Work to complete: Exactly as written, retype the lines that run from the line holding "Would you be willing to put a dot on the red" through the end of the records below. Do not include pictures.

Data provided:
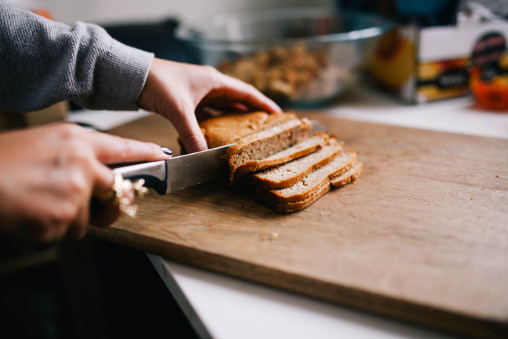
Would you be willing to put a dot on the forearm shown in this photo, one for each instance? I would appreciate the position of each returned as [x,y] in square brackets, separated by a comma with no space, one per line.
[43,62]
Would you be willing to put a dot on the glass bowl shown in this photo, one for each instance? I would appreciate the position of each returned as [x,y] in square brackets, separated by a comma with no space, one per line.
[296,56]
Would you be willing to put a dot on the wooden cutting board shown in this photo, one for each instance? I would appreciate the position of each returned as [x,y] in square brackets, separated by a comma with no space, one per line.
[421,236]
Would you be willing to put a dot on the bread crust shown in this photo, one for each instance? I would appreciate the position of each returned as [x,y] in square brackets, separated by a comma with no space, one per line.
[262,144]
[349,176]
[229,128]
[315,142]
[284,195]
[276,177]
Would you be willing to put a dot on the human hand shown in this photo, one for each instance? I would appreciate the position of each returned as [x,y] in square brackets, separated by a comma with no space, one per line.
[175,90]
[49,175]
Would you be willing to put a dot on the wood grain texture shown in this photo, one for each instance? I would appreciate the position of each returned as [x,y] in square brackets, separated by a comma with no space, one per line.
[422,235]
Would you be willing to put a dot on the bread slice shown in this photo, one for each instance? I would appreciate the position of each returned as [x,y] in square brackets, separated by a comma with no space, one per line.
[317,182]
[229,128]
[291,172]
[350,175]
[315,142]
[262,144]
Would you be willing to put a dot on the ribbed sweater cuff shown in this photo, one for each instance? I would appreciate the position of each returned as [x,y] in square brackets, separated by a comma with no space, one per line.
[121,76]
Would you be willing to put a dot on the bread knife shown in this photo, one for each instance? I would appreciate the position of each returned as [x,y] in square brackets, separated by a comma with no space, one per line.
[176,173]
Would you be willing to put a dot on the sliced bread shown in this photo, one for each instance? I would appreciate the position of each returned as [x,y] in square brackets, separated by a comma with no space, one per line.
[352,174]
[313,183]
[291,172]
[265,143]
[315,142]
[229,128]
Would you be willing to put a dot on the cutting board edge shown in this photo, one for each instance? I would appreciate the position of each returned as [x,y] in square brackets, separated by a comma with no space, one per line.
[345,296]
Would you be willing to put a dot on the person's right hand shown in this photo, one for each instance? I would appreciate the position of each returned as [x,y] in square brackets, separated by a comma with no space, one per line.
[49,175]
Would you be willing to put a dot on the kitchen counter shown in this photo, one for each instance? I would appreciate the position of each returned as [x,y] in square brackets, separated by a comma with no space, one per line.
[222,307]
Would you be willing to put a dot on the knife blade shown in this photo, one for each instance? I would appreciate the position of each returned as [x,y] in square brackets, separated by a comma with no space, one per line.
[176,173]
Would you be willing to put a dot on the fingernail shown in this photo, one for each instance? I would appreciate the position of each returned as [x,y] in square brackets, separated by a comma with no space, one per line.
[167,150]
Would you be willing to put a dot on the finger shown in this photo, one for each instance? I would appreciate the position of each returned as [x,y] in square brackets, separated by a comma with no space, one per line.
[113,149]
[236,90]
[189,131]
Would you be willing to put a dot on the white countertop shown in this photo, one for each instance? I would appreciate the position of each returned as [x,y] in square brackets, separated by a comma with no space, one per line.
[223,307]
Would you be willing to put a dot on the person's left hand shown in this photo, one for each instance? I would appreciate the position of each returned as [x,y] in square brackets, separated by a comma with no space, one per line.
[174,90]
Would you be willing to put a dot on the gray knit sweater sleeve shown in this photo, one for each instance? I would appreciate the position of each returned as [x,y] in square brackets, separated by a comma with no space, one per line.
[43,62]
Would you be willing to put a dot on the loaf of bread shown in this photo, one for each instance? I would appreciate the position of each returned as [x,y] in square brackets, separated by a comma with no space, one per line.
[311,183]
[293,171]
[293,206]
[275,153]
[229,128]
[315,142]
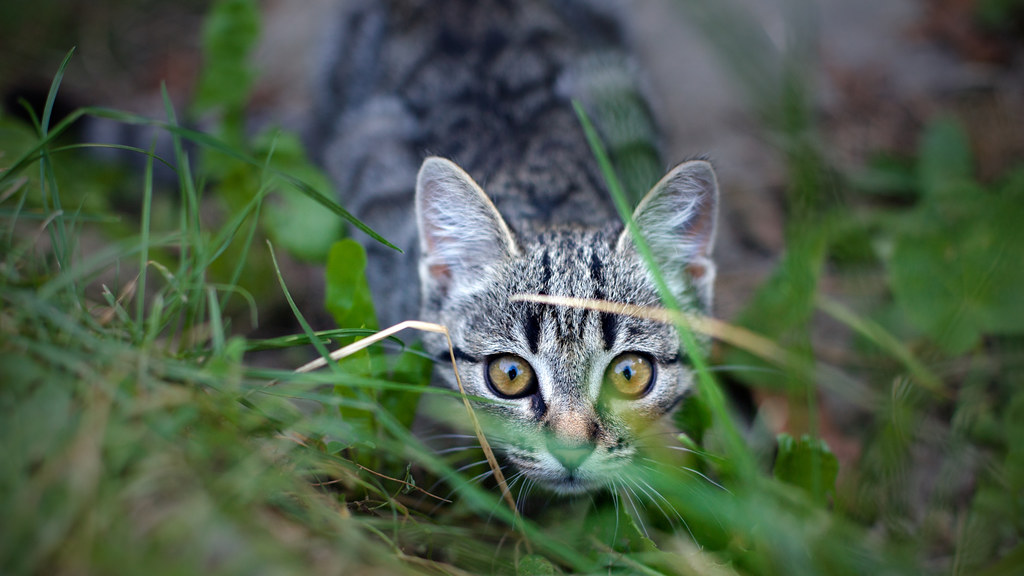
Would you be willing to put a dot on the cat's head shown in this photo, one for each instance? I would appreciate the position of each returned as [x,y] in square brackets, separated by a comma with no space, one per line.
[571,391]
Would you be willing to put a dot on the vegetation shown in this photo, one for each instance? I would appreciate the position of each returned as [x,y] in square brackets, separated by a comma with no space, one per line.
[142,432]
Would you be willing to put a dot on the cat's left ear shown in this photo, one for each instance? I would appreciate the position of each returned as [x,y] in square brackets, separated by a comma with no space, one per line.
[677,218]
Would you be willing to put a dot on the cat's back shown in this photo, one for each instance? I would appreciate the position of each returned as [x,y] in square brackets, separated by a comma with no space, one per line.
[486,83]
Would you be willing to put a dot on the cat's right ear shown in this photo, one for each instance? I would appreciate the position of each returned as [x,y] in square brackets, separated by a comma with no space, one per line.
[461,232]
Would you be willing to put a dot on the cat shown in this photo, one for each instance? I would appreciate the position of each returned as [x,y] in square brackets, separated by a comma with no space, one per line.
[449,128]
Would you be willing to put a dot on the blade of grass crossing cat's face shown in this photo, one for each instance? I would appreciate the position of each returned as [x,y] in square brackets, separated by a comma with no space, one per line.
[570,392]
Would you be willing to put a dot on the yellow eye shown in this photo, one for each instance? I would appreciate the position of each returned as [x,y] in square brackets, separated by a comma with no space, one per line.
[511,376]
[631,374]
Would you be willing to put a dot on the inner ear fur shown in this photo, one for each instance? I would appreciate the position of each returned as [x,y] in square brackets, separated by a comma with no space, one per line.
[678,219]
[460,228]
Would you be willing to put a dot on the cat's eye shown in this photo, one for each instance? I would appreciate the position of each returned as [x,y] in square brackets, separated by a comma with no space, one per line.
[631,374]
[510,376]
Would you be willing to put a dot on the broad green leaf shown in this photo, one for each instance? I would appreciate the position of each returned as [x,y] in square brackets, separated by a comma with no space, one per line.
[944,157]
[536,565]
[807,463]
[348,298]
[295,220]
[229,33]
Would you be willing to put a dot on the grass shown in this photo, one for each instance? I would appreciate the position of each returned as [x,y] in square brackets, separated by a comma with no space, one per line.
[142,430]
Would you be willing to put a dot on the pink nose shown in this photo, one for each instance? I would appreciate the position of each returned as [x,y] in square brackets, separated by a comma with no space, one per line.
[571,456]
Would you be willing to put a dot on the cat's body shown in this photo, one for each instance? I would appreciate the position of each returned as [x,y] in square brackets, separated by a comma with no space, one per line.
[487,84]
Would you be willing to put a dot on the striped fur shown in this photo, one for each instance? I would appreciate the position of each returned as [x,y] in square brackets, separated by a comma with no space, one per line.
[520,207]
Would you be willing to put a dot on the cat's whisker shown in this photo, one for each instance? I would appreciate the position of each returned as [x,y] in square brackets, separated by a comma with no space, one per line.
[458,449]
[613,484]
[627,491]
[669,504]
[449,437]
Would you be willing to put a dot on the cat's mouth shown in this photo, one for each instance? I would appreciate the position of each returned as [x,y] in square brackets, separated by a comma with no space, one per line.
[556,478]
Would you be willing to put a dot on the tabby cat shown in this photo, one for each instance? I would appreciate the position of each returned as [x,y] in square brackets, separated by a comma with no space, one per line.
[470,101]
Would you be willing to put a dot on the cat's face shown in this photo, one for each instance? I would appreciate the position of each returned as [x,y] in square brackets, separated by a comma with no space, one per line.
[570,392]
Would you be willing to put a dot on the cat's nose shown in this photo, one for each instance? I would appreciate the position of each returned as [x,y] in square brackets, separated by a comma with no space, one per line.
[570,455]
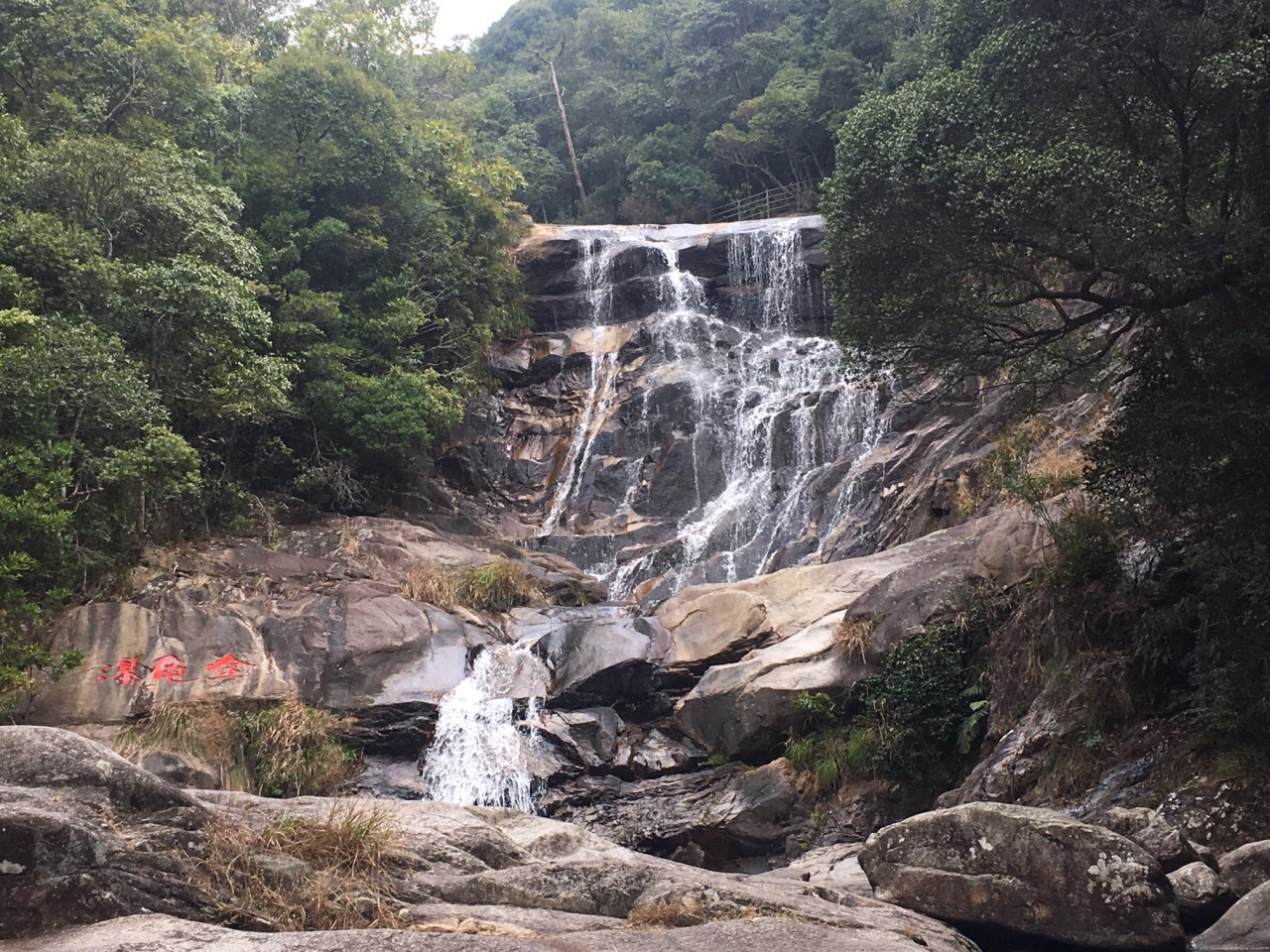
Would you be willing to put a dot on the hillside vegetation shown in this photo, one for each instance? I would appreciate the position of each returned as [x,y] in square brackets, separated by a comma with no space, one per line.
[676,105]
[1076,194]
[240,257]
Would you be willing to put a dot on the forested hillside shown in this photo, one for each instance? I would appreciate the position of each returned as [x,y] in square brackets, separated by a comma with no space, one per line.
[677,105]
[1076,194]
[239,257]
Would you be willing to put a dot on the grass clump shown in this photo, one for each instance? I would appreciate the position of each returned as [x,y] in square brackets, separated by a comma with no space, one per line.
[689,910]
[278,751]
[494,587]
[917,720]
[303,874]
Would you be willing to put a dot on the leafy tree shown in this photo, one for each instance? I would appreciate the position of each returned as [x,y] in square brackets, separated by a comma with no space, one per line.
[239,258]
[676,105]
[1071,186]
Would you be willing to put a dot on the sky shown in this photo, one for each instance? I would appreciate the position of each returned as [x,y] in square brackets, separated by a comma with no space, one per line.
[470,17]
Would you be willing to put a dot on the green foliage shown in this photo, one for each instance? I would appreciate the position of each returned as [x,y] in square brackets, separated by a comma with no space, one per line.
[1053,182]
[674,105]
[917,720]
[286,749]
[240,257]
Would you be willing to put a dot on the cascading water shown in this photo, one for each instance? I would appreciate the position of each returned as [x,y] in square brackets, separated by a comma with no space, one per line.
[481,752]
[774,417]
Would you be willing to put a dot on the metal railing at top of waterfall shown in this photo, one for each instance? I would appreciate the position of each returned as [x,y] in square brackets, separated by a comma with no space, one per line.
[770,203]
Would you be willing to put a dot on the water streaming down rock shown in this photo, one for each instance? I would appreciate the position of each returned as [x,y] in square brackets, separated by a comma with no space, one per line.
[485,735]
[771,422]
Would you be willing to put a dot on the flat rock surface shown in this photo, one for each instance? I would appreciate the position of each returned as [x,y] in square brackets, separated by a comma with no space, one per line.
[1033,873]
[748,705]
[160,933]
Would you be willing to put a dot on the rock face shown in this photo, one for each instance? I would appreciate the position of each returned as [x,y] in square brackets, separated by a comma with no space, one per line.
[697,429]
[1202,896]
[160,932]
[790,621]
[321,617]
[1246,867]
[86,837]
[1029,873]
[711,819]
[1245,927]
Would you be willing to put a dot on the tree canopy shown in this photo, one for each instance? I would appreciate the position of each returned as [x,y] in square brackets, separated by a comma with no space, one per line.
[1080,190]
[676,105]
[240,257]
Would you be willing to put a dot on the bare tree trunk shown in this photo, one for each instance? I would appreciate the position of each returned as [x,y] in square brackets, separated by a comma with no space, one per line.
[564,121]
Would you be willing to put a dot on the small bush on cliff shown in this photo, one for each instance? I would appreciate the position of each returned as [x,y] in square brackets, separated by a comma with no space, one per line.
[302,874]
[494,587]
[280,751]
[917,720]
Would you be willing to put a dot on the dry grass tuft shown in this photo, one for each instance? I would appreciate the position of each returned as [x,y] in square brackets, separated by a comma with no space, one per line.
[494,587]
[290,749]
[303,874]
[1058,468]
[851,636]
[285,749]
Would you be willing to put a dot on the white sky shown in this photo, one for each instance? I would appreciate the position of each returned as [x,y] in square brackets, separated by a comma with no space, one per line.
[471,17]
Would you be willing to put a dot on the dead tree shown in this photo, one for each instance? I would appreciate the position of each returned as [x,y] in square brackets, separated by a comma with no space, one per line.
[564,118]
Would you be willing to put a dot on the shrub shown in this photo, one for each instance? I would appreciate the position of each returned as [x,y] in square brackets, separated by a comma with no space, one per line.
[284,749]
[341,880]
[494,587]
[919,719]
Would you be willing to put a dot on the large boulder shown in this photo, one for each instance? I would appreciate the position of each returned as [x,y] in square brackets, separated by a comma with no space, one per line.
[85,835]
[320,617]
[747,706]
[1166,842]
[1246,867]
[1202,896]
[1030,873]
[1245,927]
[711,817]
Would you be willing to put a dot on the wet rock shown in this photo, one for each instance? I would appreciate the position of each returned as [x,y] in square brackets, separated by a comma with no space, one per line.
[835,867]
[1245,927]
[589,737]
[656,754]
[728,812]
[1034,874]
[1247,867]
[1202,896]
[747,706]
[762,936]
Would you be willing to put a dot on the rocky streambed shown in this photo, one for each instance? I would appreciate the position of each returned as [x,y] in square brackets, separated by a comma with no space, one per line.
[706,524]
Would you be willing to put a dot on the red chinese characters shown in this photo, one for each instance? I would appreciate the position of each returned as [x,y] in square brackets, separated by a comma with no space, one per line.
[128,671]
[227,666]
[169,667]
[125,671]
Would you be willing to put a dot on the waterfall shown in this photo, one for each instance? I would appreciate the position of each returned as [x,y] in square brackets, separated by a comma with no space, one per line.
[481,752]
[775,421]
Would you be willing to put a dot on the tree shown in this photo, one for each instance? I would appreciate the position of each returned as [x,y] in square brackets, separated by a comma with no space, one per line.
[1070,190]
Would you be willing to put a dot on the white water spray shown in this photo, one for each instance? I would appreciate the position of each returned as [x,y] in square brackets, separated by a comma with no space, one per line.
[481,752]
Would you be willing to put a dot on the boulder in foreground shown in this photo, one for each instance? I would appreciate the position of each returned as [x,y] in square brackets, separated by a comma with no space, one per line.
[1030,873]
[1245,927]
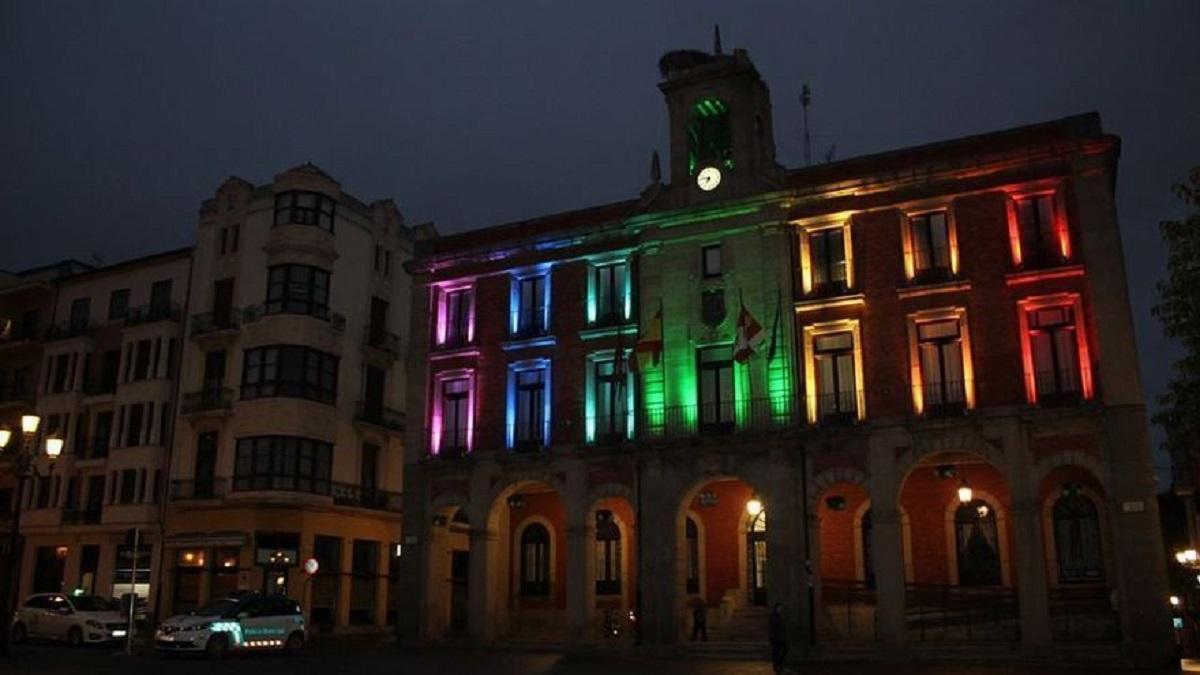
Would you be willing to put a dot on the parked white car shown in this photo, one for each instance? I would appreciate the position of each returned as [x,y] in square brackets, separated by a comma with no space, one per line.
[241,622]
[76,619]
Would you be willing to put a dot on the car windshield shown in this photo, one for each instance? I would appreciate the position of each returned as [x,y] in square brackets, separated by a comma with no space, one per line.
[93,603]
[223,607]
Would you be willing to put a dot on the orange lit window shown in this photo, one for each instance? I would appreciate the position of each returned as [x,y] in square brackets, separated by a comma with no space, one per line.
[1038,231]
[1057,368]
[931,251]
[940,357]
[833,368]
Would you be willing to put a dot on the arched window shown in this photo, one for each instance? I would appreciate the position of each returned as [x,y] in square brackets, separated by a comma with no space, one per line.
[693,537]
[709,136]
[1077,536]
[535,561]
[607,554]
[867,526]
[977,544]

Final result:
Would you be willing to put a dot on the red chinese characters shown in this photo, one for each instance? I would appreciate the position of each returned as [x,y] in square brackets, separated by a comma with no space, one per line.
[128,671]
[227,666]
[169,667]
[125,671]
Would you be willing to put a dot on the waterfall shown in this photo, one for each instance? I would appreciate the position of each returned as [x,y] in square brackets, separated by a comma with no space, one per line.
[481,752]
[775,421]
Would you be willing to put a dot on the tree shown in this photo, one for each instance? I would appreciate the position of each returned as [x,y] in square brackets, separated by a comma with no space, one per line.
[1070,190]
Would you be willing to put a dot on the white water spray shown in this photo, one for each instance? I would appreciate the position of each returned as [x,y] in square brackets, separated by a comma with no space, one per line.
[481,752]
Would you be willing to put a dot on the boulder in foreground shown in this photo, one for each instance? I would appreciate the position of each returned as [x,y] in square brackets, separated by a comma with no space, one per line.
[1030,873]
[1245,927]
Would you be willing to put a dot on the parked white car shown in this photo, one for each instance? I would appreciate the position of each returned as [x,y] in square brackets, separated by a comma with no space, one per line.
[241,622]
[76,619]
Would you be willing to put a dot on the car windshield shown in this photo, one for each instance? I would appreciate the position of each returned as [x,y] in square brackets, separated by a comma with no space, one per line.
[93,603]
[223,607]
Would you be willing to put a dot on the orange lit window shown in this photo, one for each instance? I would appreciate the position of each returned as [x,y] in square brackets, separated by a comma with no space, one per line.
[1038,231]
[1057,368]
[931,251]
[940,357]
[833,368]
Would you be willing to put a dot on the arched window shown in this photo, one for each instance? I would appreciate the position of each returned as [x,y] in square brackets, separated by a comma with no space, one per line.
[693,537]
[709,136]
[1077,536]
[535,561]
[607,554]
[867,526]
[977,544]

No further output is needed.